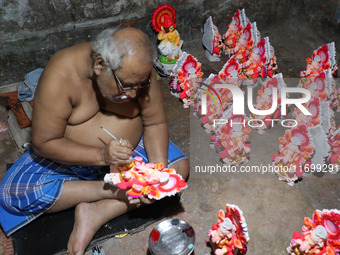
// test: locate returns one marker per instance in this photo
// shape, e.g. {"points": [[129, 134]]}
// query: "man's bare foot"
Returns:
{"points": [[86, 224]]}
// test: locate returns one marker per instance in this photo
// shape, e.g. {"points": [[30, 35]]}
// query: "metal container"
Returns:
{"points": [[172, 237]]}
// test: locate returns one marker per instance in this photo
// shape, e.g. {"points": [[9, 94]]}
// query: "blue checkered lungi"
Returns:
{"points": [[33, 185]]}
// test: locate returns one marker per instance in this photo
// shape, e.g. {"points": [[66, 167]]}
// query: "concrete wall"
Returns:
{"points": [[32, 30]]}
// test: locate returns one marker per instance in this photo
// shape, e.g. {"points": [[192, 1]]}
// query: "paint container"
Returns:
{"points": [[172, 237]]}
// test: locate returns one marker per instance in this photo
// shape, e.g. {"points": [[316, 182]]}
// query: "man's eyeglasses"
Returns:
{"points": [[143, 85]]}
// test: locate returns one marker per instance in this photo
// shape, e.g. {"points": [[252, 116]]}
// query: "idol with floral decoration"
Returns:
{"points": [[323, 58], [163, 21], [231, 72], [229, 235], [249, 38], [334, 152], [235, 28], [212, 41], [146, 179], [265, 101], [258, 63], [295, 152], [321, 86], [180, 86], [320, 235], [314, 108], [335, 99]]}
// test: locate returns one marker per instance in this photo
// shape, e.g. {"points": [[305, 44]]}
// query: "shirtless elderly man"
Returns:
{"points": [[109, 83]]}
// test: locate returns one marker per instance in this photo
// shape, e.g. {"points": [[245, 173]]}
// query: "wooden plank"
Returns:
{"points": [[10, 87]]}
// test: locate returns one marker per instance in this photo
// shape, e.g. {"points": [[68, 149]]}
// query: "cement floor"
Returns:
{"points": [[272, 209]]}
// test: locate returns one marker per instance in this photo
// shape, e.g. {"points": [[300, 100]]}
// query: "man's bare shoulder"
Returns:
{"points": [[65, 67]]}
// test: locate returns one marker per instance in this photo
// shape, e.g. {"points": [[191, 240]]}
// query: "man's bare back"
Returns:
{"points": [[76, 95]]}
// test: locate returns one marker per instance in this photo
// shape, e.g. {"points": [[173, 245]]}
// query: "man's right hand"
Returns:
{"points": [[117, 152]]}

= TASK TO CARRY OUT =
Gather every line of the records above that contains the string "container" and copy each one in full.

= RIGHT ANSWER =
// query: "metal container"
// query: "paint container"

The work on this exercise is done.